**DESCRIPTION OF THE TASK**
Retype every record below exactly as it is written.

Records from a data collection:
[Start of section]

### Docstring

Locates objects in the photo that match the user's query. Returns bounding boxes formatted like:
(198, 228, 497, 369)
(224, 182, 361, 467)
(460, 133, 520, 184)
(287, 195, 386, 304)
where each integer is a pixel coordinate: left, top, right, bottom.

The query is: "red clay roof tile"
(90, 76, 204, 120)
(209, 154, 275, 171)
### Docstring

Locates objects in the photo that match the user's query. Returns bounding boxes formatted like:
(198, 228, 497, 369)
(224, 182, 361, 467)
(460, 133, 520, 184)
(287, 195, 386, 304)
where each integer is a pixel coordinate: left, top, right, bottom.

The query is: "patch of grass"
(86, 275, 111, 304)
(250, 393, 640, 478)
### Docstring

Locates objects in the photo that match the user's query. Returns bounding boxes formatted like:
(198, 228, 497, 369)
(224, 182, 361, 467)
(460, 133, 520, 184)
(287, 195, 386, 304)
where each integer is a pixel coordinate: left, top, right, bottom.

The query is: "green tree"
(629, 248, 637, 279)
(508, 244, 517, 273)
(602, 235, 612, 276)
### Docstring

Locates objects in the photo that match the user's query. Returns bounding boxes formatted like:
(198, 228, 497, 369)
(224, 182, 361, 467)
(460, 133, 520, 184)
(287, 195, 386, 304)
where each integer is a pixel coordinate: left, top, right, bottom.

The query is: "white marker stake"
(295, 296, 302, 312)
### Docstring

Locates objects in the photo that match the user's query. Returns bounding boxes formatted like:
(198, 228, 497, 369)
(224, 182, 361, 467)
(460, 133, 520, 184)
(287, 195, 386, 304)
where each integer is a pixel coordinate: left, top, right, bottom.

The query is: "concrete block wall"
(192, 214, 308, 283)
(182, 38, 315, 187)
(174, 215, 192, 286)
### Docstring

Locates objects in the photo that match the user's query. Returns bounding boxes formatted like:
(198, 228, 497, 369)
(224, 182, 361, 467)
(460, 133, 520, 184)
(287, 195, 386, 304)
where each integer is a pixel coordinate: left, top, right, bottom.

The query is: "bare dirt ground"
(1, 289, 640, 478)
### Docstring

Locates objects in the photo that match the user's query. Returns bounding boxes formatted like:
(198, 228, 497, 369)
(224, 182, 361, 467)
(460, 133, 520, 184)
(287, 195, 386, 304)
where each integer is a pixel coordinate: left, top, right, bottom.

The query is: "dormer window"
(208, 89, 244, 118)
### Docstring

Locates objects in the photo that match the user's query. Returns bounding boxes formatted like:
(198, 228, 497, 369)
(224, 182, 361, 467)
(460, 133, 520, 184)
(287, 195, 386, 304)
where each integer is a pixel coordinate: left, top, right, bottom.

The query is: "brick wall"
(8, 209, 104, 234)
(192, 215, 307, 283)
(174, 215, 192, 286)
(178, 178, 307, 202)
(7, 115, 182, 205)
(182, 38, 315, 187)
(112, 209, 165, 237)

[End of section]

**YOUR RESPONSE**
### Docstring

Locates objects in the photo that match the user's query. Returns bounding boxes formatted like:
(198, 228, 497, 369)
(224, 182, 361, 467)
(460, 133, 520, 184)
(287, 195, 386, 304)
where each integer is a pixel coordinate: left, top, right, bottom.

The query is: "red clay roof tile"
(90, 76, 204, 120)
(209, 154, 275, 171)
### Docstring

Locates objects in the photo that match the user's query. Returns bounding boxes formatted like:
(198, 228, 497, 369)
(224, 182, 361, 467)
(460, 133, 520, 184)
(287, 195, 386, 304)
where each integer is a pixel coordinate: left, top, right, bottom.

The query is: "patch of grass"
(86, 275, 111, 304)
(250, 393, 640, 478)
### Docstring

Locates objects in the photo that match the user's query. Returns bounding boxes formatted like:
(198, 228, 497, 369)
(224, 182, 361, 467)
(460, 133, 520, 184)
(287, 195, 386, 304)
where each integer is a pixel coordinate: left, top, right, bottom.

The query is: "green tree"
(629, 248, 637, 279)
(508, 244, 517, 273)
(602, 235, 612, 276)
### Docstring

Locates objects in the photo that match the user's query. Returns bounding boxes formatted like:
(198, 228, 497, 369)
(224, 182, 361, 467)
(460, 133, 520, 184)
(287, 195, 386, 304)
where each integer is a pixel coordinate: left, top, right, bottom.

The query is: "white marker stake"
(295, 296, 302, 312)
### Docstring

Locates objects in the photo that match the user's query. Returns bounding boxes formatted like:
(198, 228, 497, 369)
(224, 182, 361, 467)
(460, 133, 520, 184)
(287, 195, 386, 304)
where each integer is a pixel coordinate: left, top, right, bottom.

The query is: "concrete block wall"
(192, 214, 308, 283)
(182, 38, 315, 187)
(174, 215, 192, 286)
### Docstring

Locates objects in the photo that match the user's query. Returns bounding boxes formatted like:
(198, 228, 497, 369)
(224, 182, 361, 467)
(460, 133, 520, 184)
(287, 195, 386, 304)
where each integer is a pixel coordinate: left, top, right, bottom.

The query is: "bare dirt ground"
(1, 289, 640, 478)
### Docstring

Locates objects in the photo that match the user's query. Returns bounding boxes formatted like:
(198, 228, 497, 369)
(224, 182, 361, 467)
(460, 133, 520, 184)
(287, 195, 386, 304)
where each integer is a pixel coordinate: left, top, right, bottom.

The query is: "dormer window"
(208, 89, 244, 118)
### Docstring

Locates objects in the photo that match the user's query. Returns bounding boxes formatted like:
(198, 228, 497, 369)
(224, 182, 361, 467)
(460, 133, 520, 184)
(287, 195, 386, 304)
where each integer is a pixel coordinate: left, top, right, bottom.

The query is: "brick wall"
(8, 209, 104, 234)
(192, 215, 307, 283)
(174, 215, 192, 286)
(178, 178, 307, 202)
(7, 115, 182, 205)
(182, 38, 315, 187)
(112, 209, 165, 237)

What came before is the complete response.